• Passage shown:
- Opening Delimiter -

4 thoughts on “Global Study: Alcohol Is Bad For You (Surprise)”

  1. “If you’re one of the third of all humankind who drinks alcohol, take note: There’s no amount of liquor, wine or beer that is safe for your overall health, according to a new analysis of 2016 global alcohol consumption and disease risk”

    Is that really what is being said in the study?

    The study made many claims about “increasing amounts of alcohol” being associated with x/y/z, but the few sections that really specified outcomes based on low amounts of drinking seem to give a picture of lower mortality/etc with <100g of alcohol per week.

    For example: http://puu.sh/BlqLS/a20c071d7f.png

    – a much lower risk of CV Disease and an essentially unchanged risk of all-cause mortality for <100g. In the Discussion: "The main finding of this analysis was that the threshold for lowest risk for all-cause mortality was about 100 g per week."

    Thoughts?

  2. Ellen-

    Is that really what is being said in the study?

    Yeah, that’s really what is being said in the study:

    The total attributable burden of alcohol use was larger than previous evidence has indicated and increases monotonically with consumption. Based on weighted relative risk curves for each health outcome associated with alcohol use, the level of consumption that minimises health loss due to alcohol use is zero.

    I added the emphasis to that quote. It comes from the first article, which is the meta-study of ~600 individual studies combined with ~700 additional data sources. The finding of that study (repeating the previous quote) was that:

    The level of alcohol consumption that minimised harm across health outcomes was zero (95% UI 0·0–0·8) standard drinks per week.

    You’re quoting from a much smaller study that found clear evidence that there was benefit in reducing alcohol consumption all the way down to 100g (from anything higher), but then couldn’t discern any additional benefit in going from 100g all the way down to 0g. It’s not really surprising that a single study lacked the statistical power that a much larger collection of studies had. (That’s the primary benefit of larger sample sizes.)

    The logical conclusion is that drinking 100g is more dangerous than drinking 0g, but that the rise in risk is not as marked as it is when you start drinking even more than 100g.

  3. Ah ok. So here are what the results of the big global study show:

    “With this analysis, we only found statistically significant evidence for the J-shaped curve for ischaemic heart disease; non-significant J-shaped curves were observed for diabetes and ischaemic stroke. For ischaemic heart disease, we found a minimum relative risk of 0·86 (0·80–0·96) for men and 0·82 (0·72–0·95) for women, occurring at 0·83 standard drinks daily for men and 0·92 standard drinks daily for women. For all other outcomes, including all cancers, we found that relative risk monotonically increased with alcohol consumption.”

    Meaning there are pros and cons, which is what we originally thought.

- Closing Delimiter -

• Directions: In the comment thread above, condense the paragraph that begins "You’re quoting from a much smaller study" into a short bulleted list that keeps its main facts.

• Information shown:
- Opening Delimiter -

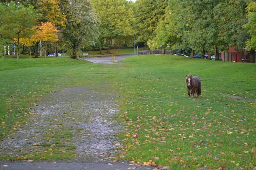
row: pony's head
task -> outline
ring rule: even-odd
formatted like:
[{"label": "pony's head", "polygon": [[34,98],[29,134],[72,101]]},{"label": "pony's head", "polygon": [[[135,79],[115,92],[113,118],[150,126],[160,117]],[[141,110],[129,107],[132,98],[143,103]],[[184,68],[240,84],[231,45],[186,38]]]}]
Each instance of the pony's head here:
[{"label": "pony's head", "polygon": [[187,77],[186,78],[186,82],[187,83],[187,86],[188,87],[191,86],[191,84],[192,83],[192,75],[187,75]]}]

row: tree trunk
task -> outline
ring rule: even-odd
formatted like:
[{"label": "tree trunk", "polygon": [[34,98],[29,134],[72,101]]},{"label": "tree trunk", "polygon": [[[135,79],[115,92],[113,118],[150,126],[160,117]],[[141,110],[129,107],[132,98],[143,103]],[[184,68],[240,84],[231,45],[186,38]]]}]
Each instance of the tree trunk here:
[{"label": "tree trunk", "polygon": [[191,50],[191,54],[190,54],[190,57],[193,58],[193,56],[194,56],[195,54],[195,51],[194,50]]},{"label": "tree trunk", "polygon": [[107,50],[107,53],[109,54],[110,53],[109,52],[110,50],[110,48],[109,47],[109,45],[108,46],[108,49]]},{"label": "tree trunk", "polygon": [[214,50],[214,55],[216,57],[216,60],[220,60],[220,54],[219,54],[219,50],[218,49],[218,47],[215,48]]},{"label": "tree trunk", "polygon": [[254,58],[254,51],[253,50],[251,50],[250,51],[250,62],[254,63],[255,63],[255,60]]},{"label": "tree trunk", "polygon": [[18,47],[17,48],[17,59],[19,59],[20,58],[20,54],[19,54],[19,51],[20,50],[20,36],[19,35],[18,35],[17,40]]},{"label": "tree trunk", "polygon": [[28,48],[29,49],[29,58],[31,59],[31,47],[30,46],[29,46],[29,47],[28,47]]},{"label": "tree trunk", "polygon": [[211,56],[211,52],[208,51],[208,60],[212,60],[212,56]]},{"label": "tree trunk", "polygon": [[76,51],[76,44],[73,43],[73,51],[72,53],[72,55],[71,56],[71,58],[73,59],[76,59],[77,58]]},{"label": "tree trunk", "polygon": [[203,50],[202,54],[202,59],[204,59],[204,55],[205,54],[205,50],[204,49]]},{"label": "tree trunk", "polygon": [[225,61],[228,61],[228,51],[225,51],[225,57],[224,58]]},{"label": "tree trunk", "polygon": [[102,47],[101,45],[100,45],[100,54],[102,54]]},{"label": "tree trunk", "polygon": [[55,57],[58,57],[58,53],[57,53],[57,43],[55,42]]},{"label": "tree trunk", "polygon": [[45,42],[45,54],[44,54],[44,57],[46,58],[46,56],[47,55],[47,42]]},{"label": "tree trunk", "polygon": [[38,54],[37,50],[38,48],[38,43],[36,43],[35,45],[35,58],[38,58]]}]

- Closing Delimiter -
- Opening Delimiter -

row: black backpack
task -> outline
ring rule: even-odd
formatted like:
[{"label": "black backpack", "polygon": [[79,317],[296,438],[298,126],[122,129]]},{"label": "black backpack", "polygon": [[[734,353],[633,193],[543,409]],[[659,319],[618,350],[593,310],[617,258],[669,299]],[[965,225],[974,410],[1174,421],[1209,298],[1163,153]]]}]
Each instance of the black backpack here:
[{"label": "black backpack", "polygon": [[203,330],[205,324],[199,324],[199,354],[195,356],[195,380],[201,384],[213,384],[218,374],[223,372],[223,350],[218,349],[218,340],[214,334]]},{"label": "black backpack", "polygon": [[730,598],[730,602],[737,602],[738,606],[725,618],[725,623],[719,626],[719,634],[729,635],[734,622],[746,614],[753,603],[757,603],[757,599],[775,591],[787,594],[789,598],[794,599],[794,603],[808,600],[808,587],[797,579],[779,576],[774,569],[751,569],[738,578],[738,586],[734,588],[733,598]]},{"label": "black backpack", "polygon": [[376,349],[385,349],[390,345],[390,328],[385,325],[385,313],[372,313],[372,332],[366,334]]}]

- Closing Delimiter -

• Exercise response:
- The quoted source is a much smaller study than the meta-study.
- That smaller study clearly showed a benefit from cutting consumption down to 100g from any higher amount.
- It found no additional benefit in going from 100g down to 0g.
- A single study lacking the statistical power of a much larger collection of studies is not surprising, since power is the main advantage of larger sample sizes.